Quadratic voting

Quadratic voting (QV) is a voting system that encourages voters to express their true relative intensity of preference (utility) between multiple options or elections. By doing so, quadratic voting seeks to mitigate tyranny of the majority—where minority preferences are by default repressed since under majority rule, majority cooperation is needed to make any change. Quadratic voting prevents this by allowing voters to vote multiple times on one option at the cost of not being able to vote as much on other options. This enables minority issues to be addressed where the minority has a sufficiently strong preference relative to the majority (since motivated minorities can vote multiple times) while also disincentivizing extremism or putting all votes on one issue (since additional votes require increasing sacrifice of influence over other issues).

> [GIVEN MATERIAL]:

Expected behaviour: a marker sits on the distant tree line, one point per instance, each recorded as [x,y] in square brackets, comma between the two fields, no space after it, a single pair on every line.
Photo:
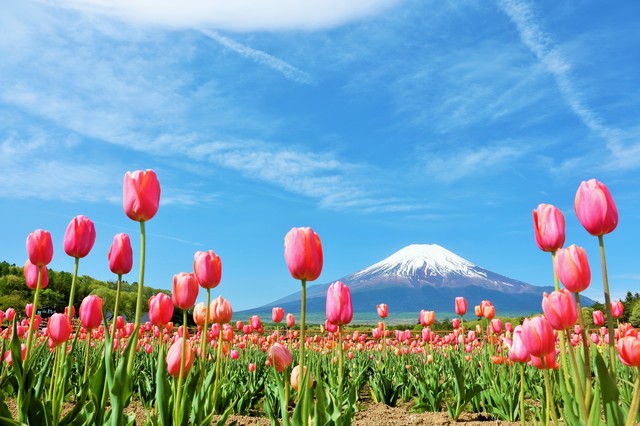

> [WHAT TO DO]:
1) Can you print the passage on quadratic voting word for word, starting with "Quadratic voting (QV)" and going on through "over other issues)."?
2) Will you carry the quadratic voting passage forward from its last sentence?

> [OUTPUTS]:
1)
Quadratic voting (QV) is a voting system that encourages voters to express their true relative intensity of preference (utility) between multiple options or elections. By doing so, quadratic voting seeks to mitigate tyranny of the majority—where minority preferences are by default repressed since under majority rule, majority cooperation is needed to make any change. Quadratic voting prevents this by allowing voters to vote multiple times on one option at the cost of not being able to vote as much on other options. This enables minority issues to be addressed where the minority has a sufficiently strong preference relative to the majority (since motivated minorities can vote multiple times) while also disincentivizing extremism or putting all votes on one issue (since additional votes require increasing sacrifice of influence over other issues).

2)
In quadratic voting, voters allocate "credits" (usually distributed equally, though some suggest using real money) to various issues. The number of votes to add is determined by a quadratic cost function, which means that the number of votes a person casts for a given issue is equal to the square root of the number of credits they allocate (put another way, to add 3 votes requires allocating the square or quadratic of the number of votes, i.e., 9 credits). Because the quadratic cost function makes each additional vote more expensive (to go from 2 votes to 3, you must allocate 5 extra credits, but to go from 3 to 4, you must add 7), voters are incentivized not to over-allocate to a single issue and instead to spread their credits across multiple issues to make better use of them. This creates voting outcomes more closely aligned with a voter's true relative expected utility between options. Compared to score voting or cumulative voting, where voters may simply not vote for any option other than their favorite, QV gives voters who more accurately represent their preferences across multiple options more overall votes than those who don't.

Vote pricing example
Number
of votes
"Vote credit"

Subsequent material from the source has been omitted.